======== Data supplied

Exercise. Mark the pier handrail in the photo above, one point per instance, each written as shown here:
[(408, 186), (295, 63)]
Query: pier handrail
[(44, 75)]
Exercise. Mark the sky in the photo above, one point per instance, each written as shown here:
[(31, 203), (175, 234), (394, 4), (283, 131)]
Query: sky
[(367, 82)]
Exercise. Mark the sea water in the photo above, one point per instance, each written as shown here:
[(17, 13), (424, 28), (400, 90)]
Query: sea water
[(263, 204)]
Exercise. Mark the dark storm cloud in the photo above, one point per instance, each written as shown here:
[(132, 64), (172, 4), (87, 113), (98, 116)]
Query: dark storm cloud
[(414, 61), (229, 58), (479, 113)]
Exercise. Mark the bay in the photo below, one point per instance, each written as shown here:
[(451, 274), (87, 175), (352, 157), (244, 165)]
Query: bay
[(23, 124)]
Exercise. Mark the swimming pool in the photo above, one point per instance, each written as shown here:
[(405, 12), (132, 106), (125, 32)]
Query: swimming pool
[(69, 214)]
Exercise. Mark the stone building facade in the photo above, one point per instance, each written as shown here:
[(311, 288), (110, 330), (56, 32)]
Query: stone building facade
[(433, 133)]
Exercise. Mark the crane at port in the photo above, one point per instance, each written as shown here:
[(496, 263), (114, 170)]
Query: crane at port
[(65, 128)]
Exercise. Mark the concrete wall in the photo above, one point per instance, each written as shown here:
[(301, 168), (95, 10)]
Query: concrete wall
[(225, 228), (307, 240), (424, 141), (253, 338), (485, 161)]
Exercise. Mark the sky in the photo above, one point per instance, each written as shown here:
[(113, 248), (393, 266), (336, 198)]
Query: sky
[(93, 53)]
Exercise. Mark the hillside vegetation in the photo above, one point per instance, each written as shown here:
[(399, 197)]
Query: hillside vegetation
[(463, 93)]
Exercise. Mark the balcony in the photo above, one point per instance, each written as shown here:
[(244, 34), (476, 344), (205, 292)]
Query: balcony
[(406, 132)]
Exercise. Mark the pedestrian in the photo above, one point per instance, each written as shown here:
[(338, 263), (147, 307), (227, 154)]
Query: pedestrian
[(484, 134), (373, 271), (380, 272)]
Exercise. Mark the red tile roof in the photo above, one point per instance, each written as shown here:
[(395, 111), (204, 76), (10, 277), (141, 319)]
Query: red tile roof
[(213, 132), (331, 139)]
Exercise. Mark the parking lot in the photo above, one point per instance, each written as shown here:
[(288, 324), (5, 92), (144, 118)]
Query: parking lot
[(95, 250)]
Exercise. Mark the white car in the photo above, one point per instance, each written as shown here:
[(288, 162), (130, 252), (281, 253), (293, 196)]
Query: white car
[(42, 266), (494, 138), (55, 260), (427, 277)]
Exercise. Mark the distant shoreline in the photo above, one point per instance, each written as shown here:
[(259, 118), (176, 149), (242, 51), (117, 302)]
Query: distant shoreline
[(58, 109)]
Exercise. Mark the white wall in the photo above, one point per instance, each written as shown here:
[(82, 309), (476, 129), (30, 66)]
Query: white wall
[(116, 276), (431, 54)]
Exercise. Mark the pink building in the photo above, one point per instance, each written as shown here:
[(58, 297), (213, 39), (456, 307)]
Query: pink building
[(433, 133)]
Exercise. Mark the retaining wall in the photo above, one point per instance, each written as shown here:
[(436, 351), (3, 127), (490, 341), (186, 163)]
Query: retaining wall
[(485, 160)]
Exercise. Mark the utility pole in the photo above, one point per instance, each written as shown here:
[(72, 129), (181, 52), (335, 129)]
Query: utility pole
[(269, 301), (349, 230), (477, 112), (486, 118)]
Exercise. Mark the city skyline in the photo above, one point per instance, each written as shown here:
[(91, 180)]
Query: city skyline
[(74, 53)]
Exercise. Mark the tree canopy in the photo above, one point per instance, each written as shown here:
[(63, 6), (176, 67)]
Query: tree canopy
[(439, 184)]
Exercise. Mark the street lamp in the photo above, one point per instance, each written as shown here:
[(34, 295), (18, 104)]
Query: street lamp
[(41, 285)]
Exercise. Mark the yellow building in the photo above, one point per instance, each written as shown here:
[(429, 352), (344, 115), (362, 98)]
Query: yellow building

================

Goal — Please render the material above as a JSON list of strings with one string per line, omitting any blank lines.

Answer to the problem —
[
  "Exercise. Mark the pier handrail in the photo above, one point per instance, each written as shown here:",
  "[(408, 186), (295, 63)]",
  "Query: pier handrail",
  "[(44, 75)]",
  "Exercise. Mark the sky in the photo above, one point per instance, each written as shown here:",
  "[(31, 203), (175, 234), (394, 4), (283, 131)]",
  "Query: sky",
  "[(367, 82)]",
  "Exercise. Mark the sea water in the photo above, one point per instance, each written as shown here:",
  "[(17, 13), (424, 28), (400, 90)]",
  "Query: sea water",
  "[(263, 204)]",
  "Exercise. Mark the dark storm cloud in the photo above, one point per instance, each written as shown here:",
  "[(132, 64), (172, 4), (87, 113), (98, 116)]",
  "Query: dark storm cloud",
  "[(414, 61), (229, 58), (479, 113)]",
  "Exercise. Mark the bay in the photo below, one point per instance, each written as shown here:",
  "[(451, 274), (87, 175), (352, 157), (244, 165)]",
  "Query: bay",
  "[(23, 124)]",
  "Exercise. Mark the swimming pool in the photo above, one point per instance, each written as shown here:",
  "[(405, 12), (132, 106), (125, 32)]",
  "Query: swimming pool",
  "[(69, 214)]",
  "Exercise. Mark the stone building facade in the photo above, one point per instance, each written as shown here:",
  "[(311, 288), (110, 330), (56, 32)]",
  "Query: stone building facade",
  "[(433, 133)]",
  "Exercise. Mark the crane at port in the photo above, one point per instance, each written as shown here:",
  "[(496, 263), (114, 170)]",
  "Query: crane at port",
  "[(65, 128)]",
  "Exercise. Mark the concrete wall in the photo above, one point per instance, each written as shown here:",
  "[(301, 168), (95, 10)]",
  "Query: concrete wall",
  "[(225, 228), (307, 240), (424, 141), (253, 338), (485, 161)]",
  "Exercise. Mark the sky in the photo above, one point per instance, each written as shown here:",
  "[(113, 248), (393, 266), (336, 198)]",
  "Query: sky",
  "[(93, 53)]",
  "Exercise. Mark the hillside vegetation in the photo above, one point per instance, each written as shown here:",
  "[(399, 197)]",
  "Query: hillside vegetation",
  "[(463, 93)]",
  "Exercise. Mark the balcony in the photo above, one point per instance, each written as shown here:",
  "[(244, 34), (476, 344), (205, 292)]",
  "Query: balcony",
  "[(406, 132)]",
  "Exercise. Mark the pedestrian in the photo above, one point per instance, each written as shown here:",
  "[(338, 263), (147, 307), (227, 154)]",
  "Query: pedestrian",
  "[(484, 134), (373, 271), (380, 272)]",
  "Exercise. Mark the red tile roof in the photo above, one point per instance, each written as shown here:",
  "[(395, 111), (204, 76), (10, 277), (141, 319)]",
  "Query: red tile roof",
  "[(213, 132), (331, 139)]",
  "Exercise. Mark the parking lot in the photo above, one point per instance, each written as shown here:",
  "[(288, 324), (5, 92), (144, 118)]",
  "Query: parking lot",
  "[(95, 250)]",
  "Exercise. Mark the white car in the photo above, one point per instance, each written as shown here:",
  "[(288, 162), (130, 252), (281, 253), (293, 196)]",
  "Query: white car",
  "[(42, 266), (494, 138), (55, 260), (427, 277)]",
  "Exercise. Mark the distant shoreline in the photo above, one point per instance, each written as shown here:",
  "[(259, 118), (176, 149), (242, 51), (117, 302)]",
  "Query: distant shoreline",
  "[(58, 109)]",
  "Exercise. Mark the white wall in the photo above, one point per instance, each written as shown here:",
  "[(82, 309), (476, 129), (30, 66)]",
  "Query: white wall",
  "[(116, 276), (431, 54)]",
  "Exercise. Mark the pink building in the photo above, one point per instance, each written as shown here:",
  "[(58, 297), (213, 39), (456, 307)]",
  "Query: pink building",
  "[(433, 133)]",
  "Exercise. Mark the retaining wall in the photo above, one point per instance, each written as shown here:",
  "[(436, 351), (3, 127), (490, 341), (186, 163)]",
  "Query: retaining wall",
  "[(485, 160)]",
  "Exercise. Mark the utility pole in the photo above, one point per instance, each written as shown here:",
  "[(72, 129), (181, 52), (335, 129)]",
  "Query: utility pole",
  "[(269, 301), (349, 230), (477, 112), (486, 118)]",
  "Exercise. Mark the city skyline in the photo above, one point per instance, each written as shown here:",
  "[(91, 180)]",
  "Query: city skyline",
  "[(74, 53)]",
  "Exercise. Mark the tree canopy in the photo above, one point per instance, each written as shown here:",
  "[(63, 6), (176, 67)]",
  "Query: tree canopy",
  "[(439, 184)]",
  "Exercise. Mark the street lamp in the photo above, one point per instance, each written as shown here:",
  "[(34, 295), (18, 104)]",
  "Query: street lamp",
  "[(41, 285)]",
  "Exercise. Mark the yellow building in the photo above, one point per instance, each written as shown here:",
  "[(429, 352), (344, 115), (362, 98)]",
  "Query: yellow building"
]